Written problem. Rewrite the material below with "expected format" changed to "required format", keeping everything else identical.

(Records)
begin
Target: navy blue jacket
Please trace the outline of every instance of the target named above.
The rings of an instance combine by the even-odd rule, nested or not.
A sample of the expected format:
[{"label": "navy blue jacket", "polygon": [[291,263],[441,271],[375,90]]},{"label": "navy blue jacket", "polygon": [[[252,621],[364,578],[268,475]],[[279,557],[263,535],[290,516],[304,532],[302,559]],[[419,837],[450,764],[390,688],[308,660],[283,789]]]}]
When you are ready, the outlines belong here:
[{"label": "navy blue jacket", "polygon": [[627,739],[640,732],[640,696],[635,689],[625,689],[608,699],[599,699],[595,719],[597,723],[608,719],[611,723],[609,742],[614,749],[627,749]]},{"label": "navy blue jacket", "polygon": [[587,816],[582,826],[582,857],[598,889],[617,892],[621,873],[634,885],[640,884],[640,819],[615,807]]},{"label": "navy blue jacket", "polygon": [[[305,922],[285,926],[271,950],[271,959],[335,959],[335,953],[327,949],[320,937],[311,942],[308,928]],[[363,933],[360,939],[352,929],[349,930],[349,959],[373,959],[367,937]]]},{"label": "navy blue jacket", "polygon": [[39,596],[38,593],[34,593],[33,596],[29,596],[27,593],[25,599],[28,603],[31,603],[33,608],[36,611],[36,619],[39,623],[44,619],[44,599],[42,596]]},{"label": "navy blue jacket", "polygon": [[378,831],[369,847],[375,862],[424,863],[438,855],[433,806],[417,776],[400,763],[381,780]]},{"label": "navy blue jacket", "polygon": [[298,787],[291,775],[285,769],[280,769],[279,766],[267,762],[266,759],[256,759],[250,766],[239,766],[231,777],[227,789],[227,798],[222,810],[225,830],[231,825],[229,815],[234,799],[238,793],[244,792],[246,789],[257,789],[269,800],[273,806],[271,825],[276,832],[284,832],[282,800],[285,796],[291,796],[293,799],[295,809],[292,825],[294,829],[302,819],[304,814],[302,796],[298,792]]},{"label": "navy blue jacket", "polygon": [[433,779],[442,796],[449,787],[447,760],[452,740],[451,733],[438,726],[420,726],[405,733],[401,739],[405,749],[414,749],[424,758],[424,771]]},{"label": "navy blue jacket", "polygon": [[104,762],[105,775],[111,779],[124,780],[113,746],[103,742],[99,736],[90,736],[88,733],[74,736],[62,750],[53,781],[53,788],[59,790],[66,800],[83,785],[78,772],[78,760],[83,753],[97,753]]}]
end
Answer.
Target: navy blue jacket
Please trace the outline of every instance of the target named above.
The rings of an instance combine by the even-odd rule, nested or not.
A sample of the required format:
[{"label": "navy blue jacket", "polygon": [[291,263],[441,271],[375,90]]},{"label": "navy blue jacket", "polygon": [[[252,621],[364,578],[268,475]],[[279,557],[263,535],[290,516],[304,532],[302,559]],[[419,837],[450,764],[390,688],[308,660],[283,789]]]}]
When you are ready, the outlines belong here:
[{"label": "navy blue jacket", "polygon": [[627,739],[640,732],[640,696],[635,689],[625,689],[608,699],[599,699],[595,719],[597,723],[608,719],[611,723],[609,742],[614,749],[627,749]]},{"label": "navy blue jacket", "polygon": [[587,816],[582,826],[582,857],[598,889],[617,892],[621,873],[634,885],[640,884],[640,819],[615,807]]},{"label": "navy blue jacket", "polygon": [[[305,922],[285,926],[271,950],[271,959],[335,959],[335,953],[327,949],[320,937],[311,942],[308,928]],[[363,933],[360,939],[352,929],[349,930],[349,959],[373,959],[367,937]]]},{"label": "navy blue jacket", "polygon": [[39,596],[38,593],[34,593],[33,596],[29,596],[27,593],[25,599],[28,603],[31,603],[33,608],[36,611],[36,619],[39,623],[44,619],[44,599],[42,596]]},{"label": "navy blue jacket", "polygon": [[378,831],[369,847],[375,862],[424,863],[438,855],[433,806],[417,776],[400,763],[381,780]]},{"label": "navy blue jacket", "polygon": [[298,787],[291,775],[285,769],[280,769],[279,766],[267,762],[266,759],[256,759],[250,766],[239,766],[231,777],[227,789],[227,798],[222,810],[225,830],[231,825],[229,815],[234,799],[238,793],[244,792],[246,789],[257,789],[269,800],[273,806],[271,825],[276,832],[284,832],[282,800],[285,796],[291,796],[293,799],[295,809],[292,825],[294,829],[302,819],[304,814],[302,796],[298,792]]},{"label": "navy blue jacket", "polygon": [[433,779],[442,796],[449,787],[447,760],[452,740],[451,733],[438,726],[420,726],[405,733],[401,739],[405,749],[414,749],[424,758],[424,771]]},{"label": "navy blue jacket", "polygon": [[104,762],[105,775],[111,779],[124,780],[113,746],[103,742],[99,736],[90,736],[88,733],[74,736],[62,750],[53,781],[53,788],[59,790],[66,800],[83,785],[78,772],[78,760],[83,753],[97,753]]}]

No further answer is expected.